**EXTRACT**

• • • •

Soviet and Russian actress

Natalya Fedorovna Gvozdikova (Наталья Фёдоровна Гвоздикова; born 7 January 1948) is a Soviet and Russian film and theatre actress.

==Early life and education==
Natalia Gvozdikova was born on 7 January 1948 in the Borzya Chita Oblast. Her father was soldier Feodor Titovich Gvozdikov (1911) and mother was Nina Gvozdikova (1921-2005).

==Career==
Gvozdikova specialized as a theater and film actress (1967-1971, acting course of Sergei Gerasimov and Tamara Makarova). Between 1971–1993 she worked as an actress at the State Theater of the Film Actor.

===Selected filmography===
- By the Lake (1969) as girl
- City of First Love (1970)
- Oh, That Nastya! (1971)
- Big School-Break (1973) as Polina
- The Red Snowball Tree (1974) as telegraph operator
- Born by the Revolution (Rozhdyonnaya revolyutsiey; 1974–77) as Mariya Kondratyeva
- Mistress into Maid (1995) as neighbor

==Awards==
- USSR State Prize (1978)
- Honored Artist of RSFSR (1983)
- Medal of Pushkin
- People's Artist of Russia (2013)

==Personal life==
Gvozdikova's husband was actor Evgeny Zharikov (1941-2012), a People's Artist of the USSR. Gvozdikova's son is Fedor Zharikov. On the set of the TV series Born by the Revolution she dated her on-screen spouse, actor Evgeny Zharikov, and they got married. Zharikov died on 18 January 2012 in Moscow, at the Botkin hospital from cancer.

• • • •

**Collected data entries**
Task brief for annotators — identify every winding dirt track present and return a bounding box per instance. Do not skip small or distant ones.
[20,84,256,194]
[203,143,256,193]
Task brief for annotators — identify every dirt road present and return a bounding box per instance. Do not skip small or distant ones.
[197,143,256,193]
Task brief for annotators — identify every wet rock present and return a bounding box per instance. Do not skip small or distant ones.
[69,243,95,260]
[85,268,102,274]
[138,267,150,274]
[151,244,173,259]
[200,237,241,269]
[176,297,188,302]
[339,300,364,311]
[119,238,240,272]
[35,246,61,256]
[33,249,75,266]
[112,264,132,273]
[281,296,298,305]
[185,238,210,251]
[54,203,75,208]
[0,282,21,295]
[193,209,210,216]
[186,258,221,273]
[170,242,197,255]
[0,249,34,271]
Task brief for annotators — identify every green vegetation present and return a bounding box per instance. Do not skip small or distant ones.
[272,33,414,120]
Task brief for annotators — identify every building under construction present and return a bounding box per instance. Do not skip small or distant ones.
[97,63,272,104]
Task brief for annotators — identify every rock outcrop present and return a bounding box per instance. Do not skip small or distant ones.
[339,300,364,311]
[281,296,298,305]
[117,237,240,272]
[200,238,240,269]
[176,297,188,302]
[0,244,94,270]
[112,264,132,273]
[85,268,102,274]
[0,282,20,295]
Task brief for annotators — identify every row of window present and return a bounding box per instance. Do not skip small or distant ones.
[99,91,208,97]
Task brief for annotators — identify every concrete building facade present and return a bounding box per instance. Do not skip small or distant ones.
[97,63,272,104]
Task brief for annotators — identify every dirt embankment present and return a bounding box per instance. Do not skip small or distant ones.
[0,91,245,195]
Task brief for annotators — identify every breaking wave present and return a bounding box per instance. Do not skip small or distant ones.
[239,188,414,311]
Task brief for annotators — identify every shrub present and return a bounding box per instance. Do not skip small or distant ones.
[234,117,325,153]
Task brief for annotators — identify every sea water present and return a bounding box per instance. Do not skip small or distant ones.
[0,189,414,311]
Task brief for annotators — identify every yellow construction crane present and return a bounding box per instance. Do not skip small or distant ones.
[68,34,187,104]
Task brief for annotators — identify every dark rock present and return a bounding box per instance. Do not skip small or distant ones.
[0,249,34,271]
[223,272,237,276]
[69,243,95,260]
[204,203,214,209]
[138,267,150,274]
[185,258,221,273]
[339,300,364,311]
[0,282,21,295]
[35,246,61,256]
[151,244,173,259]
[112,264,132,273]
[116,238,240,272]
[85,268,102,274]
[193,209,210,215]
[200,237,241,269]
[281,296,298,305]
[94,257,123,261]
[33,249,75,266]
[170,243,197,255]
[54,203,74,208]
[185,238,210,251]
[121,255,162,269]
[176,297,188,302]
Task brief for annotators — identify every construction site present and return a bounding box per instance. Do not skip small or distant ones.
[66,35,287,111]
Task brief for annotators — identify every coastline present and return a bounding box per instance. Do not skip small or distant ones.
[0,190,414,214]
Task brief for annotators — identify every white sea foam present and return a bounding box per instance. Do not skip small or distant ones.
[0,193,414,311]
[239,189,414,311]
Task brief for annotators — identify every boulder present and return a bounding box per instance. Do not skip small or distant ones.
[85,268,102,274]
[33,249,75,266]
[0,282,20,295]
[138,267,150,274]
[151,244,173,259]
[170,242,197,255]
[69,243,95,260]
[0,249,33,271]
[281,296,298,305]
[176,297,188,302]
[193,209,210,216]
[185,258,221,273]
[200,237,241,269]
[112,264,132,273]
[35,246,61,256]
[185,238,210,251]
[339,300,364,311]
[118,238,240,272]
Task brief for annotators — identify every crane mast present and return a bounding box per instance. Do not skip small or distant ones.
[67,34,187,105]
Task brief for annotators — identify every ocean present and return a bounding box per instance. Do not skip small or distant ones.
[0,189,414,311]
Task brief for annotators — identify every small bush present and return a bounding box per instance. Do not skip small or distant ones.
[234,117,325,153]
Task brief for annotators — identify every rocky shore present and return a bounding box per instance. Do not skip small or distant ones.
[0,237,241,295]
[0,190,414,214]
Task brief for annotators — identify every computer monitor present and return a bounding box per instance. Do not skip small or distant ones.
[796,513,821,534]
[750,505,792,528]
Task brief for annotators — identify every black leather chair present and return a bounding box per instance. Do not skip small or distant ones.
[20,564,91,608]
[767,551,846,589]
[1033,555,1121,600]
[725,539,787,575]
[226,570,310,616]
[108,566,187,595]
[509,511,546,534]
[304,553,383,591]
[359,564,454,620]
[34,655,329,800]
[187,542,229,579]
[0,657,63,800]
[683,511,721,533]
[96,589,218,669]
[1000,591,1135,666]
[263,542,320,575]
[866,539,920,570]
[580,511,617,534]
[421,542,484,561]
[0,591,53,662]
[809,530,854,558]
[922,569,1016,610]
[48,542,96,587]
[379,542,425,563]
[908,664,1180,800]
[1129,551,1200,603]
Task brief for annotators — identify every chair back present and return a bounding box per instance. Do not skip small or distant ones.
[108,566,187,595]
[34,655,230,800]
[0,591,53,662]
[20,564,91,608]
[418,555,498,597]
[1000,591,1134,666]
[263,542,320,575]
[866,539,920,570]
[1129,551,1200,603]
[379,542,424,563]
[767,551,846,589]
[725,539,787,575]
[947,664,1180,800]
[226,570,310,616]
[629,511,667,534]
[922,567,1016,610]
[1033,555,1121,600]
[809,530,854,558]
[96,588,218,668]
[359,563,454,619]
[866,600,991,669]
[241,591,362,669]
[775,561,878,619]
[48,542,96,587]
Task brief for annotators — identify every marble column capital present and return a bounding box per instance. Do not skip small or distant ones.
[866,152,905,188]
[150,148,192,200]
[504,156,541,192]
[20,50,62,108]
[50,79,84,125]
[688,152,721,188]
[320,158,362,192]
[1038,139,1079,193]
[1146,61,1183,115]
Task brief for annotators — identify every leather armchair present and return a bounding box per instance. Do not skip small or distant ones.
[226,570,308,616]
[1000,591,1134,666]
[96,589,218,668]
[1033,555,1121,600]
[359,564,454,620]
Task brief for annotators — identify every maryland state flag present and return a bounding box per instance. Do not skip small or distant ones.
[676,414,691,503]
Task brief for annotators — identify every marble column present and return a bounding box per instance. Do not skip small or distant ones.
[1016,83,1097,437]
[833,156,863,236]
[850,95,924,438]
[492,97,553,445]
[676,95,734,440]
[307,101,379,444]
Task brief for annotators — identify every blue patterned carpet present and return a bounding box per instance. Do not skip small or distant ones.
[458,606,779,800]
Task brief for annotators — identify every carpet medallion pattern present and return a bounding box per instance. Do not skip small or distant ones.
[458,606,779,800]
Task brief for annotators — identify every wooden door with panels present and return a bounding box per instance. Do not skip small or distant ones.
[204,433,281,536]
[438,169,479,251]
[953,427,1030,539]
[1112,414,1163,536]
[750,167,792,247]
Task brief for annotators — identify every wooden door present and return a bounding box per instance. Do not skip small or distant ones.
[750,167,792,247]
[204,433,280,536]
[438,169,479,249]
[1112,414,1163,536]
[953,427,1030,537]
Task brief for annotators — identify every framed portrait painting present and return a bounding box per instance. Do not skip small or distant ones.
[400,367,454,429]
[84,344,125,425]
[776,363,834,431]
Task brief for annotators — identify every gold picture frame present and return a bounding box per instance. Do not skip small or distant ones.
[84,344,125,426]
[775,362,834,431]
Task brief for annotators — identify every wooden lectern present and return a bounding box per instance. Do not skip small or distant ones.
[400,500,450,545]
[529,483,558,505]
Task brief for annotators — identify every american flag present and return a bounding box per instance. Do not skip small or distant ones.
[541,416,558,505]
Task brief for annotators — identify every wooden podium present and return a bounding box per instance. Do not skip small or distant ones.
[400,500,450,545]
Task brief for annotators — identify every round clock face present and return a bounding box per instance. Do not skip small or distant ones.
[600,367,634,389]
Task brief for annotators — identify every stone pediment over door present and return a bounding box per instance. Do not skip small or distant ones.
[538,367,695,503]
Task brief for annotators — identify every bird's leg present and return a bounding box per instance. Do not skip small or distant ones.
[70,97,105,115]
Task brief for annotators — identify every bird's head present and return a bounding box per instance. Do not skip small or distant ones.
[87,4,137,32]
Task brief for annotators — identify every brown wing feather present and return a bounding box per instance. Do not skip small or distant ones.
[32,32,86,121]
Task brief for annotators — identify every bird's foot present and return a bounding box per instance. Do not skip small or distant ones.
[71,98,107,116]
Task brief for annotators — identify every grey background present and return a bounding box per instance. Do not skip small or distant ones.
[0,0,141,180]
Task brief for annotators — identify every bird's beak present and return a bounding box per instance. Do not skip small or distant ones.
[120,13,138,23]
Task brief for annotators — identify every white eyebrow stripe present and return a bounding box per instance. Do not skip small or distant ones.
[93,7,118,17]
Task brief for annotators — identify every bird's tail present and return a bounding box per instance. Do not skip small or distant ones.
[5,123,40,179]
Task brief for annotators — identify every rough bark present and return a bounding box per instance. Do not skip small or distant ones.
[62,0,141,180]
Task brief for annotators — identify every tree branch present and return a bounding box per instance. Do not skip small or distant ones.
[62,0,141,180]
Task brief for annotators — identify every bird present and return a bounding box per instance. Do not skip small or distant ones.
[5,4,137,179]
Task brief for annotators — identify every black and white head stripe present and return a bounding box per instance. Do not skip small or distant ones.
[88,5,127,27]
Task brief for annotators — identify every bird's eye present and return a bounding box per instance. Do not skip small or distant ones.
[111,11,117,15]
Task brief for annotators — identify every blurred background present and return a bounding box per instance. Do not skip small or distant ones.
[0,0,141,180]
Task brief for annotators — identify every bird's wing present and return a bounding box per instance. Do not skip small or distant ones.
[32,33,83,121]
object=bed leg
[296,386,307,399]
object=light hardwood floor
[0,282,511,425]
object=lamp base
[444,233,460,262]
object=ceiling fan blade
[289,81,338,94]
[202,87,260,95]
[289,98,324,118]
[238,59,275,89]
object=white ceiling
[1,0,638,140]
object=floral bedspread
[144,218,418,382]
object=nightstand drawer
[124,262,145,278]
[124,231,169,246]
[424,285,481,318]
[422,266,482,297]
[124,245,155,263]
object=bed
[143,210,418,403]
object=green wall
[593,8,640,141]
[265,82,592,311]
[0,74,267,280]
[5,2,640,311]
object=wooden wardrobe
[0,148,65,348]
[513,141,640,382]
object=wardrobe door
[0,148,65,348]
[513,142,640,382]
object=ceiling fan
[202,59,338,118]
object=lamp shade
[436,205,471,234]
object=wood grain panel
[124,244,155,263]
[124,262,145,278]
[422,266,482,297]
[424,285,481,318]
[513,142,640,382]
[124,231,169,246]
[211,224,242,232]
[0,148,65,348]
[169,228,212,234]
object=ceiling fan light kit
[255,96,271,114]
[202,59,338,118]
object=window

• • • •

**YOUR TASK**
Repeat word for word the stretch of the text about actress Natalya Gvozdikova from "Natalya Fedorovna Gvozdikova" through "Nina Gvozdikova (1921-2005).".

**RESPONSE TO THE TASK**
Natalya Fedorovna Gvozdikova (Наталья Фёдоровна Гвоздикова; born 7 January 1948) is a Soviet and Russian film and theatre actress.

==Early life and education==
Natalia Gvozdikova was born on 7 January 1948 in the Borzya Chita Oblast. Her father was soldier Feodor Titovich Gvozdikov (1911) and mother was Nina Gvozdikova (1921-2005).